Natural-language object grounding data:
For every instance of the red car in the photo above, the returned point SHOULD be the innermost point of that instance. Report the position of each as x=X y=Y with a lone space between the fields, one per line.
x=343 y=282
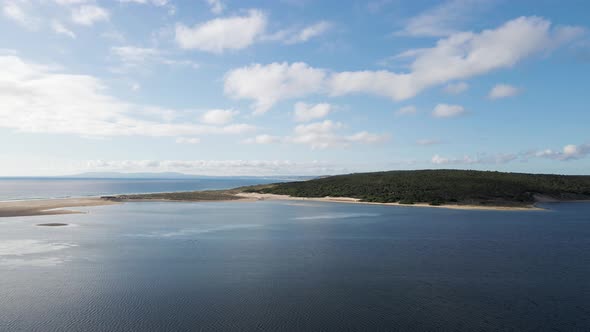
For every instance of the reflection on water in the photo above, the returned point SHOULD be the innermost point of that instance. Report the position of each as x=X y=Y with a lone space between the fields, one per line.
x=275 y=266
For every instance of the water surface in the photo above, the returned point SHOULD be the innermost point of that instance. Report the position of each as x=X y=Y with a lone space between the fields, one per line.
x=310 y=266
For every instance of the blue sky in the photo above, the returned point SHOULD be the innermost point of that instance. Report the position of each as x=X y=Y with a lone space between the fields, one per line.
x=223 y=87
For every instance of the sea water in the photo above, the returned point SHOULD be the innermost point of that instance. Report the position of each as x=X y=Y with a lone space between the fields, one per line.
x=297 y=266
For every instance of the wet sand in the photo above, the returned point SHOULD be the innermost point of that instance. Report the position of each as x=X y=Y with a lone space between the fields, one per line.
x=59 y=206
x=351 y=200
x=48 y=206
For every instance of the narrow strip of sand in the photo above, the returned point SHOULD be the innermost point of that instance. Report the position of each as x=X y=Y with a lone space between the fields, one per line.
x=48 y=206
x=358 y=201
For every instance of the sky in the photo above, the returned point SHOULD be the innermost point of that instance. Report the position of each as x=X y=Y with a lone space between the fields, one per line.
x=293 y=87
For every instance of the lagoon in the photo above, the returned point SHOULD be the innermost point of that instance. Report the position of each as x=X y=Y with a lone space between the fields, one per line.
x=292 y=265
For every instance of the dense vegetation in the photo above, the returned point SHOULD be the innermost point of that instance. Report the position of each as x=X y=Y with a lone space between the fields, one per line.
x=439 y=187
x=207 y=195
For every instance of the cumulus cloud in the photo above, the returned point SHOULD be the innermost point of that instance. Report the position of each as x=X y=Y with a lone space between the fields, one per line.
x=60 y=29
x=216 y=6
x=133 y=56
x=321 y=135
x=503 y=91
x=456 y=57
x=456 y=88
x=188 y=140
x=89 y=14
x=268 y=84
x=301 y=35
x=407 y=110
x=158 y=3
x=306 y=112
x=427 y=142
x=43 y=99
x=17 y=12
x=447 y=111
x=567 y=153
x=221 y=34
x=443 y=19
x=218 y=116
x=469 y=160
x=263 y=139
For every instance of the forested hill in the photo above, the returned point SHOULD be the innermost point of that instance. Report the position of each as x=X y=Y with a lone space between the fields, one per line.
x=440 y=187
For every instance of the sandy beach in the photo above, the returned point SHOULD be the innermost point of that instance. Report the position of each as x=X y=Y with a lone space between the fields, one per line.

About this task> Retype exactly the lines from the one containing "For every instance of the cumulus" through the end of the data. Add nothing.

Result for this task>
For every instance of the cumulus cloud in the photo above, the returned point SHOULD be the innermost point of that instance. Report the position of each as x=X y=Y with a lone space between the fields, one per line.
x=60 y=29
x=216 y=6
x=133 y=56
x=321 y=135
x=503 y=91
x=456 y=57
x=456 y=88
x=188 y=140
x=89 y=14
x=268 y=84
x=301 y=35
x=407 y=110
x=158 y=3
x=306 y=112
x=427 y=142
x=43 y=99
x=17 y=12
x=447 y=111
x=567 y=153
x=221 y=34
x=443 y=19
x=218 y=116
x=469 y=160
x=263 y=139
For every instance of the forested hill in the photo above, the returned point SHOULD be the innermost point of that instance. Report the position of each as x=X y=Y with a lone space between the fields, one per line.
x=440 y=187
For every instance of the sandy beach in the photo above, the returned point SHOULD be the innermost point of that instance. Report the position of each as x=X y=Y with a lone space between the fields, one per line.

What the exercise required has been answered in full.